##### Task input #####

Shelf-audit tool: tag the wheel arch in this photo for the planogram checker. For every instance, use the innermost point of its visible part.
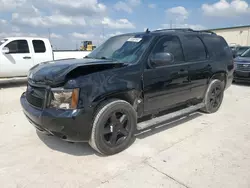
(221, 75)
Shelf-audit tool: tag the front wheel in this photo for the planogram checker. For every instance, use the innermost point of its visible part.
(214, 96)
(113, 127)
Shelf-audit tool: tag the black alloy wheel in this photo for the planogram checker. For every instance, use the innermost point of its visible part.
(215, 97)
(114, 126)
(116, 129)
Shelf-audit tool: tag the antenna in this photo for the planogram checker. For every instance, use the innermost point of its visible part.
(49, 33)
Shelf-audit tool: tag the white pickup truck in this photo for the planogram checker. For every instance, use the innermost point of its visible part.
(19, 54)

#####

◆ **Set problem**
Leave images out of the retyped records; keep all else exact.

◆ **Full output**
Shelf-audit tool: tag the wheel arch in this photo for the planogram checker. For every instance, use the innermost point of its visible part.
(221, 75)
Shelf-audit tool: tag the front wheel in this photo for the planogram checker. For every instance, use the innermost point of its visible part.
(214, 96)
(113, 127)
Shelf-audit tool: tag the black alloy wheel in this photo for the planogram checker. For every instance, use the innermost point of its visible part.
(215, 97)
(114, 126)
(116, 129)
Shelf-audit tool: tag the antenna in this photo for the planogram checker. For every instance, use the innermost point of its visible part.
(49, 33)
Shelf-audit tool: tag the white pickup truck in this photo for the planogram checker. For every instance, use the innermost point of its visible part.
(19, 54)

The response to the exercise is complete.